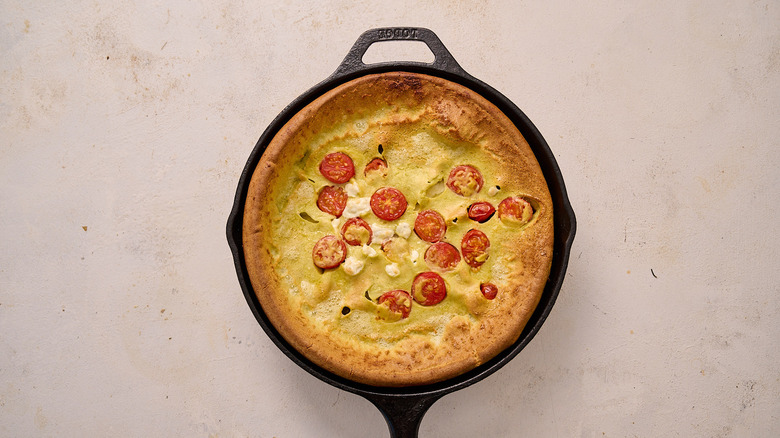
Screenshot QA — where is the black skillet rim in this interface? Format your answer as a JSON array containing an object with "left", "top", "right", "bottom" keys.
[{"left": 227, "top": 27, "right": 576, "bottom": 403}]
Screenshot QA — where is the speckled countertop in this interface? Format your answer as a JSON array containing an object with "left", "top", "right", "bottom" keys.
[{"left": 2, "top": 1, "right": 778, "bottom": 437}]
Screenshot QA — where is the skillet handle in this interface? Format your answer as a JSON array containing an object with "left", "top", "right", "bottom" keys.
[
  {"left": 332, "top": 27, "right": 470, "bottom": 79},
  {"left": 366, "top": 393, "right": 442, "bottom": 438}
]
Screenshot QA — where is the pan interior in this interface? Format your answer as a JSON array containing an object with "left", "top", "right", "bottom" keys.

**PROBLEM TO SOLVE**
All the material above should be written out exactly, with images omitted.

**EXERCISE SOLUTION**
Screenshot QA — where is the black skillet rim in this interface? Format your answer as a JSON array containing an object with "left", "top", "right", "bottom" keys.
[{"left": 227, "top": 27, "right": 576, "bottom": 403}]
Screenshot QA — where is the speckled countertop in this interface? Format your answer as a JSON array containing an object with "left", "top", "right", "bottom" keys.
[{"left": 2, "top": 1, "right": 778, "bottom": 437}]
Screenshot QA — where is the skillet handle in this interface? Format your answer as a JSON array containing an object with "left", "top", "right", "bottom" keys.
[
  {"left": 332, "top": 27, "right": 470, "bottom": 79},
  {"left": 366, "top": 393, "right": 442, "bottom": 438}
]
Screenshot QA — where is the pan interior in this interface? Format your answer as a JSON array containing an object with "left", "top", "right", "bottom" keys.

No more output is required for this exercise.